• GIVEN PROBLEM
Edit the rows from the line containing "# test: point to the terracotta" through the end of the rows, replacing "distant hill" with "faraway hill" and leaving everything else unchanged.

Named-object pointing rows:
════
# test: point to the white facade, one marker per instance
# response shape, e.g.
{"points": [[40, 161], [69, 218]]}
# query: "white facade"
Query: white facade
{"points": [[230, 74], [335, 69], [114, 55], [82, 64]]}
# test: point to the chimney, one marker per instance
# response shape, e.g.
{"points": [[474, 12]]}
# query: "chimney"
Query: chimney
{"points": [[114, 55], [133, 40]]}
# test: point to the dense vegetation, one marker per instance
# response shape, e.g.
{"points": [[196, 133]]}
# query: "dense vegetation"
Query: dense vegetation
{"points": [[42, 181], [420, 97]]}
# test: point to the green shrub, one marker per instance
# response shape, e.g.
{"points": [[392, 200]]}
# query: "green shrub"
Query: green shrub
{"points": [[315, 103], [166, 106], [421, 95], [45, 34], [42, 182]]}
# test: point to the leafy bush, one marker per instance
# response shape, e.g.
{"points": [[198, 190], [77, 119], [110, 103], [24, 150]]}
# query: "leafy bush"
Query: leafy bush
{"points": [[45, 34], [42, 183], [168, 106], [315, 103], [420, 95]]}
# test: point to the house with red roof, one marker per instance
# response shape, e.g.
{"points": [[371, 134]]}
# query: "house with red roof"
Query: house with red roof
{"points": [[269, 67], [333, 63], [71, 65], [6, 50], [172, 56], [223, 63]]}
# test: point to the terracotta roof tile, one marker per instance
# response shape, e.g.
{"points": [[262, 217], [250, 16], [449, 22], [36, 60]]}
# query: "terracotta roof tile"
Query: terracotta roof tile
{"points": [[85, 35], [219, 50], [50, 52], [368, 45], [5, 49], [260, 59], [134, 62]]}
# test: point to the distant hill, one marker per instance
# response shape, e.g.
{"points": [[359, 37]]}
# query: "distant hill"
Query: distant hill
════
• EXERCISE OUTPUT
# test: point to the terracotta roof tile, one marker per instance
# response shape, e.g.
{"points": [[262, 217], [250, 16], [449, 22], [36, 60]]}
# query: "terracotta roof tile"
Query: terracotta roof tile
{"points": [[85, 35], [219, 50], [50, 52], [368, 45], [5, 49], [260, 59], [134, 62]]}
# test: point to the faraway hill, one marker per instance
# response shape, e.g.
{"points": [[359, 37]]}
# query: "faraway hill"
Query: faraway hill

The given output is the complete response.